■ **Problem description**: In the interview with Electron's CEO, what are named as the two other points on the energy trilemma that digitalisation must not collapse?

■ **Source excerpt**:

Electron builds on Kaluza investment to further blockchain solutions

Engerati speaks with Electron’s CEO Jo-Jo Hubbard about her vision for the future of digitalisation in the utility sector.
Published: Thu 02 May 2019

Electron’s vision for the transformation of the electricity sector puts digital infrastructure at the epicentre of the drive towards decarbonisation and decentralisation. The company uses blockchain technology to bring coordination and structure to fragmented data sets and markets. Engerati speaks to CEO Jo-Jo Hubbard to find out more about their ongoing projects and experience with working with utilities on digitalisation.

E: What’s the difference between digitisation and digitalisation?

JH: When people make a point of distinguishing between the two, digitisation usually means converting analogue information or processes into a computer-legible format (think smart meters), whereas digitalisation is about digitally native processes e.g. leveraging that information in business processes (think automated billing). However, these words are increasingly used interchangeably because one rather implies the other… Or it ought to, at least.

E: How will digitalisation of the energy sector facilitate decarbonisation?

JH: Digitalisation is key to enabling decarbonisation at scale, without collapsing the other two points on the energy trilemma: cost efficiency and security of supply.

■ **Material**:
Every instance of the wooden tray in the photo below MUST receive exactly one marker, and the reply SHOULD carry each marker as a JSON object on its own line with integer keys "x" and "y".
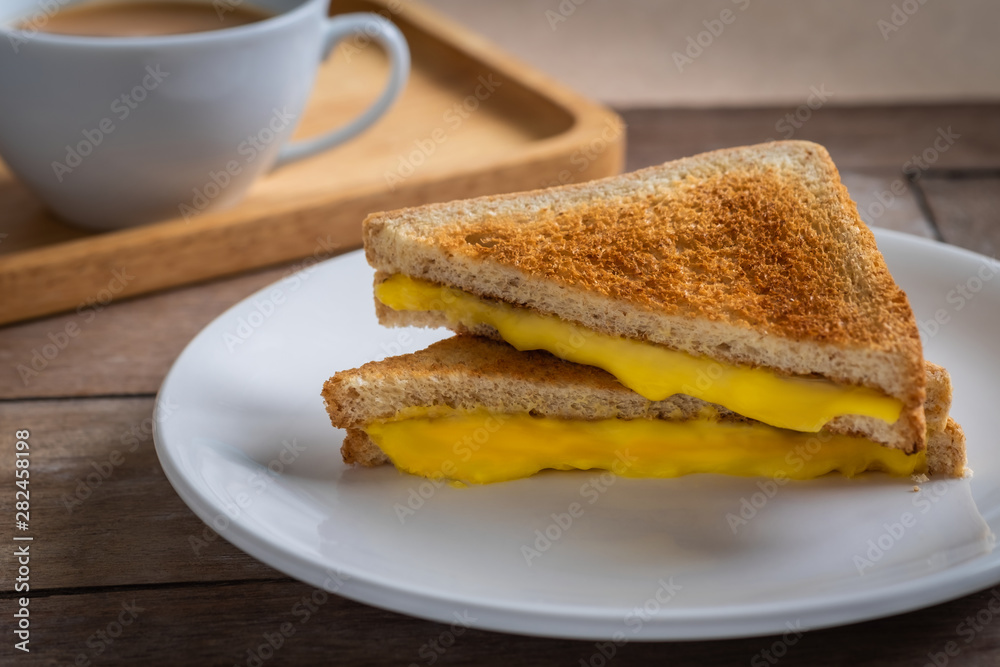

■ **Exercise answer**: Cost efficiency and security of supply.